Labeled area outline entries:
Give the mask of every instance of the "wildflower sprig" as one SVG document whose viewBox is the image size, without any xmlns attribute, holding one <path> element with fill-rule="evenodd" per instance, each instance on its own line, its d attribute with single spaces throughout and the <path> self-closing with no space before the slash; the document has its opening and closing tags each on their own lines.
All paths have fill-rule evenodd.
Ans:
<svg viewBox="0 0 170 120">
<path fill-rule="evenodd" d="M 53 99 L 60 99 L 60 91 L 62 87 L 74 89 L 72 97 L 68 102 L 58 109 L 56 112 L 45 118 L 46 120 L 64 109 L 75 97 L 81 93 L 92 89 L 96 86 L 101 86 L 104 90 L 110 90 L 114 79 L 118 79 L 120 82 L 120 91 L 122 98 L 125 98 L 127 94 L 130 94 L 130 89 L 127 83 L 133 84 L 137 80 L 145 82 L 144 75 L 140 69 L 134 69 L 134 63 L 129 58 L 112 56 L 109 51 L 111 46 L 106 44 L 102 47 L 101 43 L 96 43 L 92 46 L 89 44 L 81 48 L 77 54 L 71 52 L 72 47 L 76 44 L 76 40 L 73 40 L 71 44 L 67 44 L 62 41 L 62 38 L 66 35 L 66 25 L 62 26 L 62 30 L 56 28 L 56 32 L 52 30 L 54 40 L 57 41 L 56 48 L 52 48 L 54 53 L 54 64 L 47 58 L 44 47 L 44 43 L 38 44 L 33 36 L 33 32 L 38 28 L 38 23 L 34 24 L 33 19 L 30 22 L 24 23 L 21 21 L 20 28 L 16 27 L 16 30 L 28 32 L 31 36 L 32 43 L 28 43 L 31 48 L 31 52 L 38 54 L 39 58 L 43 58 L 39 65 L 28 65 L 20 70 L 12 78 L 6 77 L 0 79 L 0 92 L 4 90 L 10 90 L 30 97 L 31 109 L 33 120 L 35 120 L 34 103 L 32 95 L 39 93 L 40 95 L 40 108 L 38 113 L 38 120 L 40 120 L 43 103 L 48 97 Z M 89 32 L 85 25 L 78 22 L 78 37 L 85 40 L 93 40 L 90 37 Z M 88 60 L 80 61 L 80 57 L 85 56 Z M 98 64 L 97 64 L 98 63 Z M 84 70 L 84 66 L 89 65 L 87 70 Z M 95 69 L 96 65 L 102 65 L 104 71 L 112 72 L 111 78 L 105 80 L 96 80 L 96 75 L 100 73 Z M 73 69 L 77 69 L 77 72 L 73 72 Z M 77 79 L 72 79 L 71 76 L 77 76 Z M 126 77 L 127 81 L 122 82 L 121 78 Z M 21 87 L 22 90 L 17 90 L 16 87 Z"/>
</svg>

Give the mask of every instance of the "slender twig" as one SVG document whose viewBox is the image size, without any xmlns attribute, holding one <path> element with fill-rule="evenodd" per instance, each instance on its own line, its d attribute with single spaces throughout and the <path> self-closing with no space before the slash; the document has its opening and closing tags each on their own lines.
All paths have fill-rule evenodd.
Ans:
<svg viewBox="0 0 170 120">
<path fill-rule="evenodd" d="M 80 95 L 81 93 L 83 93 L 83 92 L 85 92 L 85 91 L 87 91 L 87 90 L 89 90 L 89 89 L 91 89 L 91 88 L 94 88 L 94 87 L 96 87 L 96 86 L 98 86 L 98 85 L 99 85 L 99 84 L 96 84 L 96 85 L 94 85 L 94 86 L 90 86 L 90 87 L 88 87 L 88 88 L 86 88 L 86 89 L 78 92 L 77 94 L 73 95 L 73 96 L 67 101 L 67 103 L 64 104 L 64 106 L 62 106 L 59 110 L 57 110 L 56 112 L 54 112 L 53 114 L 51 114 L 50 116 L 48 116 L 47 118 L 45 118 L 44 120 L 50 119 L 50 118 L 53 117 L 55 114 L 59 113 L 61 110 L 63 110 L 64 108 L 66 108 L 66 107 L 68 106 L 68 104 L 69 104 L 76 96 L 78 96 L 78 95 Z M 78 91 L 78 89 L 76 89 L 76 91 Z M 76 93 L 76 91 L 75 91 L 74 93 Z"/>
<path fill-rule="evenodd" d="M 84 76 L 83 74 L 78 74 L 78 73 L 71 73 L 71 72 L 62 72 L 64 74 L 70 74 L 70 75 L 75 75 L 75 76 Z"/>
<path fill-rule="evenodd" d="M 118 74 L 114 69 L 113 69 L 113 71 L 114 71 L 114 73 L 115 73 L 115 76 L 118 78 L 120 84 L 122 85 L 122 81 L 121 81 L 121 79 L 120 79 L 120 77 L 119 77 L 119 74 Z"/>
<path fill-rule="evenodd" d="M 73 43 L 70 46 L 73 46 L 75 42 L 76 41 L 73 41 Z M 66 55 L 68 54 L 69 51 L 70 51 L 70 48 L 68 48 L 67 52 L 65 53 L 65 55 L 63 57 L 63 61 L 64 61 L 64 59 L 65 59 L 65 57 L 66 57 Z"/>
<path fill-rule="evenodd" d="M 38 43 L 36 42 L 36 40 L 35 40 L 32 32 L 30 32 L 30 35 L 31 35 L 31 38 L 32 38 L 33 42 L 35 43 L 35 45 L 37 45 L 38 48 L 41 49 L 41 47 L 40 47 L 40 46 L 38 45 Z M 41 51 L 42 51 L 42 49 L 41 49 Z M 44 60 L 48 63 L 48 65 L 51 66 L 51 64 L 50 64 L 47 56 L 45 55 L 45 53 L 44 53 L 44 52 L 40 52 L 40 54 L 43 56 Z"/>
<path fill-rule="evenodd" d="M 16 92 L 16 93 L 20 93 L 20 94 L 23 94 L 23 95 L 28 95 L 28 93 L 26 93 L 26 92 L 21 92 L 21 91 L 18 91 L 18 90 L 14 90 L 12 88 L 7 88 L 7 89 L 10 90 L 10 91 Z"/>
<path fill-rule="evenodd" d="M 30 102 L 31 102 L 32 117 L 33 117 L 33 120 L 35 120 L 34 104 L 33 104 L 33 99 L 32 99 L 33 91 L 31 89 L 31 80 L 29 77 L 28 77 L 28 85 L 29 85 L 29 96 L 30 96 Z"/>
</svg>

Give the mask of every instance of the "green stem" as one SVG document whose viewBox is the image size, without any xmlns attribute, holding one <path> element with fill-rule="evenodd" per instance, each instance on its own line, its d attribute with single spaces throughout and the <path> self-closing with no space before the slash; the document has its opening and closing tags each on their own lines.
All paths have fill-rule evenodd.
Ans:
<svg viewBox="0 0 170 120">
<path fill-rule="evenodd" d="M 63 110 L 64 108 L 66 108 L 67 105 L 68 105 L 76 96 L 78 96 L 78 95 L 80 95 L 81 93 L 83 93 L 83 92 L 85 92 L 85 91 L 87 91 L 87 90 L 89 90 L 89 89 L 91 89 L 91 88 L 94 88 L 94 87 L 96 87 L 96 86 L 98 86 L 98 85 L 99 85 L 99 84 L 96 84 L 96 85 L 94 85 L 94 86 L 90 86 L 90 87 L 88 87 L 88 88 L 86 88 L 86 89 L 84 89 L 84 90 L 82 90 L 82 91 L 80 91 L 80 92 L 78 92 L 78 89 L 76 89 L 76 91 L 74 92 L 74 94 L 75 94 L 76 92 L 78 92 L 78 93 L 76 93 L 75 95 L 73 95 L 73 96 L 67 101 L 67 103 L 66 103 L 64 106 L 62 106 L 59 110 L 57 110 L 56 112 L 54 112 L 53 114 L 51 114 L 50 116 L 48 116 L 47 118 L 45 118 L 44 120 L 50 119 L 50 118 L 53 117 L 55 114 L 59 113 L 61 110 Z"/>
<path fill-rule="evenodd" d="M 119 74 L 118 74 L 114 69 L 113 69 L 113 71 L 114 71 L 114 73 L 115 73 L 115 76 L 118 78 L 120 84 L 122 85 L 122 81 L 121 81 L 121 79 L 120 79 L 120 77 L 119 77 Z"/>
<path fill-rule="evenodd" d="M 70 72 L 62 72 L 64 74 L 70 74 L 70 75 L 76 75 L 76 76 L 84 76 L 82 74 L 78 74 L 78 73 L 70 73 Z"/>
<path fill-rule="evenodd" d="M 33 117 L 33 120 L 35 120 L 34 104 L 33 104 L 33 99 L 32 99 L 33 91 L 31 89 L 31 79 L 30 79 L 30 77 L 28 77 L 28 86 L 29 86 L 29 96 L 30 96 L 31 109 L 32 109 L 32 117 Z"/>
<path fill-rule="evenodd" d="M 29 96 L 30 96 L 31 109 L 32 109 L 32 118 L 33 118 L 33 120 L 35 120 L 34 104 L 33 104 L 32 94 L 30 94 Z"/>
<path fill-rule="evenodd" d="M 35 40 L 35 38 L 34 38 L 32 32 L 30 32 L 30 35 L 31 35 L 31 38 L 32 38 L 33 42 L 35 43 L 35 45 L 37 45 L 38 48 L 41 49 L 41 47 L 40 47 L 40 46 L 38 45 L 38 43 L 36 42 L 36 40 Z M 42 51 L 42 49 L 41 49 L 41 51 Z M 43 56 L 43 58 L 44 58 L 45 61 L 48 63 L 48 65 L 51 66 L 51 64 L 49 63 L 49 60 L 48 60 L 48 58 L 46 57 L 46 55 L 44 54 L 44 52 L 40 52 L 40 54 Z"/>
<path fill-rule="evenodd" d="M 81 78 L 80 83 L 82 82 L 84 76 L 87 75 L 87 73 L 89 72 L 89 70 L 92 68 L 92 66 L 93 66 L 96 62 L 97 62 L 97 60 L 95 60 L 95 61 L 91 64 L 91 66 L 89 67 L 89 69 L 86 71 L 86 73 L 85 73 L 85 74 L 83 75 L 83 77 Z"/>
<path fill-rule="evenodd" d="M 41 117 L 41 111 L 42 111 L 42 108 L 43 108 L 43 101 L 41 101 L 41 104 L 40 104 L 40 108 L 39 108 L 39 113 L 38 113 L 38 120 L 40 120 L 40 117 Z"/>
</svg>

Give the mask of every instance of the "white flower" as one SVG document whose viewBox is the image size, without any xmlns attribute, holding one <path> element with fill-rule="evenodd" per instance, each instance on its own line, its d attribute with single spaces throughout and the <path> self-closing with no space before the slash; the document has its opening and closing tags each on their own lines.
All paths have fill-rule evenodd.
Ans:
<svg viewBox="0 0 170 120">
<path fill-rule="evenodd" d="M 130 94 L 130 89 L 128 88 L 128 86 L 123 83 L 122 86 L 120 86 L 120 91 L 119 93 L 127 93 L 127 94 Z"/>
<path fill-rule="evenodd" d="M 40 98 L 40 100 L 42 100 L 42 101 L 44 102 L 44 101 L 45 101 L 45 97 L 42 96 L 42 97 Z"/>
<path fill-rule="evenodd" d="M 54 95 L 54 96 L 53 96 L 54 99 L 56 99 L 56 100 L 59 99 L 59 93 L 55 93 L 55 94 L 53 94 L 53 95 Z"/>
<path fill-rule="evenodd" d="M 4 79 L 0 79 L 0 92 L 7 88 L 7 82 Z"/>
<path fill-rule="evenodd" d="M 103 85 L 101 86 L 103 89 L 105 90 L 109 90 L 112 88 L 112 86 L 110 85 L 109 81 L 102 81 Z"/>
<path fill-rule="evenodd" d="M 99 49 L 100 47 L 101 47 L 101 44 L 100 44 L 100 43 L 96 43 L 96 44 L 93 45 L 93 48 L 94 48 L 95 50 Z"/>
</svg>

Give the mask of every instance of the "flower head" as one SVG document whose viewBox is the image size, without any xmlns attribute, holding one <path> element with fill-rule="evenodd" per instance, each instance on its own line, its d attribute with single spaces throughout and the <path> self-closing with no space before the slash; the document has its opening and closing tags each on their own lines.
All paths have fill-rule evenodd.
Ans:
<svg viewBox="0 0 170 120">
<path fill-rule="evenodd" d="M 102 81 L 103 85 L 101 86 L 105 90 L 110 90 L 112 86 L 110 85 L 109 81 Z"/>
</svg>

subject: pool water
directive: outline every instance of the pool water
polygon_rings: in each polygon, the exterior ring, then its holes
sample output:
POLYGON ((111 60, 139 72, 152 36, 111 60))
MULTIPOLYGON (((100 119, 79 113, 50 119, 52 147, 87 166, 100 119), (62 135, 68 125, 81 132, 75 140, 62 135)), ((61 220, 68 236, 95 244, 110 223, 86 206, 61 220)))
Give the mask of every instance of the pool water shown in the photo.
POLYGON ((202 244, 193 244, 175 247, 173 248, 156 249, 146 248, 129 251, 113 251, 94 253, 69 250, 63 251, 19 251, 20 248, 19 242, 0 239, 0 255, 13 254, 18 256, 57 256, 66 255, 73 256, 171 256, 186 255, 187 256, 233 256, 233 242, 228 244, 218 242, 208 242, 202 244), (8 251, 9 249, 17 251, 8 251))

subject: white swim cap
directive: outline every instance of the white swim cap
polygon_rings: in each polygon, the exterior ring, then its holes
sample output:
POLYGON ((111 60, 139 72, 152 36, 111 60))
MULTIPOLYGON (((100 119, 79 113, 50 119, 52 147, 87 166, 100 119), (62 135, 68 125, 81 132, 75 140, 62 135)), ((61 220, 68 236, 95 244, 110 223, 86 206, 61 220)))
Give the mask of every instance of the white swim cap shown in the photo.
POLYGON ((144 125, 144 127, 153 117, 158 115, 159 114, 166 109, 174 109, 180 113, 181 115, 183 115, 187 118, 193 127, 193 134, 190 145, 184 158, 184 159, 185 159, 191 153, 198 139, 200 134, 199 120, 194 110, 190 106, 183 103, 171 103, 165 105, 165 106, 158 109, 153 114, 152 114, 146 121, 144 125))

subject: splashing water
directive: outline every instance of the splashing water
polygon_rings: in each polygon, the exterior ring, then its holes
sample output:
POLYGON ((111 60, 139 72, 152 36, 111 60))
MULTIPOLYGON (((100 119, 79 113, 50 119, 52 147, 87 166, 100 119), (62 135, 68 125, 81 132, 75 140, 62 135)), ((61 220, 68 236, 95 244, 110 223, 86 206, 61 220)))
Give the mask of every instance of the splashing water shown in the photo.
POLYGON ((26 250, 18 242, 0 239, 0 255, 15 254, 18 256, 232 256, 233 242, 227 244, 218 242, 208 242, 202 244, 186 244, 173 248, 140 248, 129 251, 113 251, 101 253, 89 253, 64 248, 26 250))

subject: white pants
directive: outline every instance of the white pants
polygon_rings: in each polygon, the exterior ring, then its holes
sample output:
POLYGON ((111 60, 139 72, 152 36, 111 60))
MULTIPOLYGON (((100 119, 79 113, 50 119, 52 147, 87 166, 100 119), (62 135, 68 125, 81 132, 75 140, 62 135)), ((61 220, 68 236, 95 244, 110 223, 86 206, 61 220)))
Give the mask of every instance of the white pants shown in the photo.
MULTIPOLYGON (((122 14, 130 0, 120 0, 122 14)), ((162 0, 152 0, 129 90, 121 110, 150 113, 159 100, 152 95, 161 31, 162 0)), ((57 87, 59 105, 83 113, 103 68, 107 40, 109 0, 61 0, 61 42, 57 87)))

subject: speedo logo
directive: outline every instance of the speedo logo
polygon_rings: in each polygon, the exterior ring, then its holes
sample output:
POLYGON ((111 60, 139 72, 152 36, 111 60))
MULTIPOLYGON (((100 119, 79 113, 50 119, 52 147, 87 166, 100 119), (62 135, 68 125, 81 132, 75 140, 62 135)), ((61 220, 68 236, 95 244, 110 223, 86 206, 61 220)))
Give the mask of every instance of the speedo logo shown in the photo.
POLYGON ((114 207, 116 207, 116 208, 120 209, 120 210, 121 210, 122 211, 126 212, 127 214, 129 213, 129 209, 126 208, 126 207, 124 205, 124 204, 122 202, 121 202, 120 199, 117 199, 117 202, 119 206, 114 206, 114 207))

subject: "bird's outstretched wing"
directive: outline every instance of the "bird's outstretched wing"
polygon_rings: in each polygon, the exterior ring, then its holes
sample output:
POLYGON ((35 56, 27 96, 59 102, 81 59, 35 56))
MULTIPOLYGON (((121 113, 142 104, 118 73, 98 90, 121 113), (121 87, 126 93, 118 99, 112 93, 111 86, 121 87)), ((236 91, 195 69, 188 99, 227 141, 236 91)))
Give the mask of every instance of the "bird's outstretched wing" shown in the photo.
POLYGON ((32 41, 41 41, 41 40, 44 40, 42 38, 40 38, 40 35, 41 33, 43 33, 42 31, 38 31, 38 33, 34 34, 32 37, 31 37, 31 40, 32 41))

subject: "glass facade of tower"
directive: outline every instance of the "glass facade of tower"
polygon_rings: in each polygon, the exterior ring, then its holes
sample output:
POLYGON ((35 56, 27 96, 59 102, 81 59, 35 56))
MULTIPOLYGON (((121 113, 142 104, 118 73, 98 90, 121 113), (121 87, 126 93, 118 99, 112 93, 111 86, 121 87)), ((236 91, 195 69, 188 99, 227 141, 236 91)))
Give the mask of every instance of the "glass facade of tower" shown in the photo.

• Set exercise
Locate every line in the entries above that contains the word "facade", and copy each of those lines.

• Response to the exercise
subject: "glass facade of tower"
directive: outline every instance of the "glass facade of tower"
Give the mask of every instance of the "glass facade of tower" shown in the photo.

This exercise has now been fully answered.